** Begin **

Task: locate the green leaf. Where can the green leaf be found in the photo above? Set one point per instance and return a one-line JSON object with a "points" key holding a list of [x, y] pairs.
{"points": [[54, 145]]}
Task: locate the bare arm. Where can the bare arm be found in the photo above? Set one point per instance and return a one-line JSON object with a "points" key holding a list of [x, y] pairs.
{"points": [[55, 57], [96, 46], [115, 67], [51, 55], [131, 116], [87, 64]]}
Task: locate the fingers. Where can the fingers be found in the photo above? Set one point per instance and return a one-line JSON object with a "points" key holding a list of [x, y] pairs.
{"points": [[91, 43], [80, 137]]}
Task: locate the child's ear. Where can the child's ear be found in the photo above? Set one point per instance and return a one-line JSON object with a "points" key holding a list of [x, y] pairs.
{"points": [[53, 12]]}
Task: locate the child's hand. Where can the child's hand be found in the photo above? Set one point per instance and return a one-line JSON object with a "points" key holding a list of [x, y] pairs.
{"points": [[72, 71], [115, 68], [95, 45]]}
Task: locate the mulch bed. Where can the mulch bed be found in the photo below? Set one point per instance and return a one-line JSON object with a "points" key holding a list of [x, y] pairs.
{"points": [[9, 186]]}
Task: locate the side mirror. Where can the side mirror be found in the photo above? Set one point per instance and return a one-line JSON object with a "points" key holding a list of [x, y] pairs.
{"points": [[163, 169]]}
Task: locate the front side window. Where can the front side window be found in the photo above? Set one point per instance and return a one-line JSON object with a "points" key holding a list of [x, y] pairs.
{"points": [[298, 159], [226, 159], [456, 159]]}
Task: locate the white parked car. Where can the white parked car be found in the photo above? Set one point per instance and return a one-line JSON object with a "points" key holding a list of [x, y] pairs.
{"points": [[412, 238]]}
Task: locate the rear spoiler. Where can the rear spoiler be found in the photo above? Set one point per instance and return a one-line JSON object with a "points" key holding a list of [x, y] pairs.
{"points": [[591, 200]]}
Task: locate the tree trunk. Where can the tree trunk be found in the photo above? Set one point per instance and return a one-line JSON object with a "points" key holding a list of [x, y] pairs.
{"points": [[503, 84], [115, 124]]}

** End **

Set problem -
Update everything from the line containing "Task: locate the white" down to the end of the material, changing "tree trunk" to "fence post" and leaving all else the same. Give only those lines.

Result of the task -
Task: locate the white parked car. Where can the white parked car be found in the photo above? Set one point per instance and return a one-line JSON object with a "points" key holding a list of [x, y] pairs.
{"points": [[412, 238]]}
Task: locate the rear spoiler. Where can the rear spoiler be found in the photo above? Set one point per instance and return a one-line JSON object with a "points" key holding a list of [x, y] pairs.
{"points": [[591, 200]]}
Task: locate the fence post. Where can the fence post be found in the photo above? Set one point per instance and return a one-line JSON object with a "points" key holding a list of [x, y] pairs.
{"points": [[503, 84], [115, 124]]}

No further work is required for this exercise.